(Items from a dataset)
_ _ _
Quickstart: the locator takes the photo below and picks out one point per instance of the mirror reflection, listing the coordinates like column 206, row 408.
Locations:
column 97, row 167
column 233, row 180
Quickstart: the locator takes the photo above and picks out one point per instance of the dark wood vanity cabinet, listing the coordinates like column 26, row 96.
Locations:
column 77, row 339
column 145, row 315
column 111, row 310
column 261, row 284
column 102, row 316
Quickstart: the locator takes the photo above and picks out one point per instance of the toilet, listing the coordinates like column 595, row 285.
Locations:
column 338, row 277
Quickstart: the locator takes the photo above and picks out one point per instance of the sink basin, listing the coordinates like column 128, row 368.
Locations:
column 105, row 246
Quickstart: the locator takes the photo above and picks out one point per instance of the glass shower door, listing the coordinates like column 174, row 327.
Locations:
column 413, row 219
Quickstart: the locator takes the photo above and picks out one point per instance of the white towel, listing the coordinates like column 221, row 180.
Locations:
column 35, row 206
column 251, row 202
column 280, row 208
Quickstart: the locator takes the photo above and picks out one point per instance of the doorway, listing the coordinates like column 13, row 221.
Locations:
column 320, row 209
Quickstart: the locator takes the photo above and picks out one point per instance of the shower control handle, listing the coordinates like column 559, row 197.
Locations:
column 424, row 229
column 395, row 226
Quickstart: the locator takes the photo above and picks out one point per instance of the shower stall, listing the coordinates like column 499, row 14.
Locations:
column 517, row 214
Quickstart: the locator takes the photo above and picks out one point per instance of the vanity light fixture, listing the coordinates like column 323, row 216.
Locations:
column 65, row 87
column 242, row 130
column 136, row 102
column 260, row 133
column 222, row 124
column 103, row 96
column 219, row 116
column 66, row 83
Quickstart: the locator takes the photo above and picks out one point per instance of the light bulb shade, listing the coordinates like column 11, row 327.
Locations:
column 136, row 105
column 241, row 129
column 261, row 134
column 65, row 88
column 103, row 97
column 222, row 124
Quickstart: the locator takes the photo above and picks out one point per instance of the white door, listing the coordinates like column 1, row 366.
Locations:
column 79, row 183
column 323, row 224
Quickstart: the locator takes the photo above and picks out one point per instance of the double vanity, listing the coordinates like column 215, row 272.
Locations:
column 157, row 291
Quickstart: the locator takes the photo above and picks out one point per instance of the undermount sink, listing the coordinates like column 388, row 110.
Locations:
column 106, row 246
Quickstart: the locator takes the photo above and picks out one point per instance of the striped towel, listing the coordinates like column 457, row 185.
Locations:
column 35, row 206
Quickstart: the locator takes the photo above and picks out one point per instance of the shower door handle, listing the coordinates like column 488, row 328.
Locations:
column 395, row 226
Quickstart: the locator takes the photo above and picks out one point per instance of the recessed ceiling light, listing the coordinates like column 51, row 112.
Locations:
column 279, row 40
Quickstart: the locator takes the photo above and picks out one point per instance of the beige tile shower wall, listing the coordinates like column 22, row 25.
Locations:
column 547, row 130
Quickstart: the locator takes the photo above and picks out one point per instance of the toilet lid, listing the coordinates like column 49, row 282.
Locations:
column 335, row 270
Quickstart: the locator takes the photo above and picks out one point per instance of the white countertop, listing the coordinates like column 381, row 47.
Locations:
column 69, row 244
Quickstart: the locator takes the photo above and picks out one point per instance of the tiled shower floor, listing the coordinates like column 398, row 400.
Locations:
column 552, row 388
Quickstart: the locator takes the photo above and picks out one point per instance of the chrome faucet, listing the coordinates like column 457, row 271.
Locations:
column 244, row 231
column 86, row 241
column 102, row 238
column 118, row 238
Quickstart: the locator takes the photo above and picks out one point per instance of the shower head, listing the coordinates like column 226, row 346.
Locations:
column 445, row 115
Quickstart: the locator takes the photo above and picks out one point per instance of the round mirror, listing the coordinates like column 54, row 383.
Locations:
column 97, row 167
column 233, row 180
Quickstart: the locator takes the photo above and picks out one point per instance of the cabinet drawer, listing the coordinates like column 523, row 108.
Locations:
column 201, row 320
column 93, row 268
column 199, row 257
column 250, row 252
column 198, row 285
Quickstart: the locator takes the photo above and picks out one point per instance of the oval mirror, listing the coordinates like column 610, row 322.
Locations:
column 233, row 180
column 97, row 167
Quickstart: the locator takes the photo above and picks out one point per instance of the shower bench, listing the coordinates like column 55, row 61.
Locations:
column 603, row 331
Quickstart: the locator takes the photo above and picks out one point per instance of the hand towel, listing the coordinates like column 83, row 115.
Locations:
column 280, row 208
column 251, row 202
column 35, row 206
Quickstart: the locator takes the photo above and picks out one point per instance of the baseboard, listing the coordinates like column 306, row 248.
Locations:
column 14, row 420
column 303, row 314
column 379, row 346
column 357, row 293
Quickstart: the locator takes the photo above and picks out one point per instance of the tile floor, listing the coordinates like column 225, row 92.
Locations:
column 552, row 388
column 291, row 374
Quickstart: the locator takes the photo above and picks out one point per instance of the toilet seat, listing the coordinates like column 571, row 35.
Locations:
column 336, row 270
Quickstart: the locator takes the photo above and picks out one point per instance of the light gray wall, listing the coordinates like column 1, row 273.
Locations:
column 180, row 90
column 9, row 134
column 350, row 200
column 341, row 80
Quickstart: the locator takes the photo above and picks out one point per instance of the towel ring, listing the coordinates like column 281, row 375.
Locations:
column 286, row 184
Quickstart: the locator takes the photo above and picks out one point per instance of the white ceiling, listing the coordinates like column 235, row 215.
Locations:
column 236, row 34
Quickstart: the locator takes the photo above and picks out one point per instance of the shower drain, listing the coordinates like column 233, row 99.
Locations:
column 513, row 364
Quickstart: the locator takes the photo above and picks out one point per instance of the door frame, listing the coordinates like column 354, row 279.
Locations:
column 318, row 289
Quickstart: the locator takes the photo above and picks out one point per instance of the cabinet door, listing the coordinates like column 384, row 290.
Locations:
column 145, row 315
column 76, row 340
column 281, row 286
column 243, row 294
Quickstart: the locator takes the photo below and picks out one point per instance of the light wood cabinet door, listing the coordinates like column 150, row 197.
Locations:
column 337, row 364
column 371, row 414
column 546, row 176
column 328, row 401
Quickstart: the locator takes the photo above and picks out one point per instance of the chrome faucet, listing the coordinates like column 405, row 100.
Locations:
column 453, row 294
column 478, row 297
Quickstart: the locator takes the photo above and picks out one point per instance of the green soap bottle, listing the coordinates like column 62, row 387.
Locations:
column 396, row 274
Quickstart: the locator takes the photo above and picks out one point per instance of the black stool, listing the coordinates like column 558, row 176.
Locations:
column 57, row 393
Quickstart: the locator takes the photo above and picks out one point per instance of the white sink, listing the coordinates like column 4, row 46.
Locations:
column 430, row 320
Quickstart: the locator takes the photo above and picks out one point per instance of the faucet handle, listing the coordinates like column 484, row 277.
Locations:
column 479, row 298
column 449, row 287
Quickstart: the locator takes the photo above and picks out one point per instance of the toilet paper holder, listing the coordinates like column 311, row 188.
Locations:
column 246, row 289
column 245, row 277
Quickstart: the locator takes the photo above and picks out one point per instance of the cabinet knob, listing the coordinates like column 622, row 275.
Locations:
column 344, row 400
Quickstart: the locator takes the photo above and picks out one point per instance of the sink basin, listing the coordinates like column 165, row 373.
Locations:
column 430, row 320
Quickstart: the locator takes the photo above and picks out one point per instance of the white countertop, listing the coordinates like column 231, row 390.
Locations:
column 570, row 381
_ _ _
• **WORK ORDER**
How many lines above include the word "chrome"? Answer with the number alone.

• **SOLUTION TO THIS EXERCISE**
2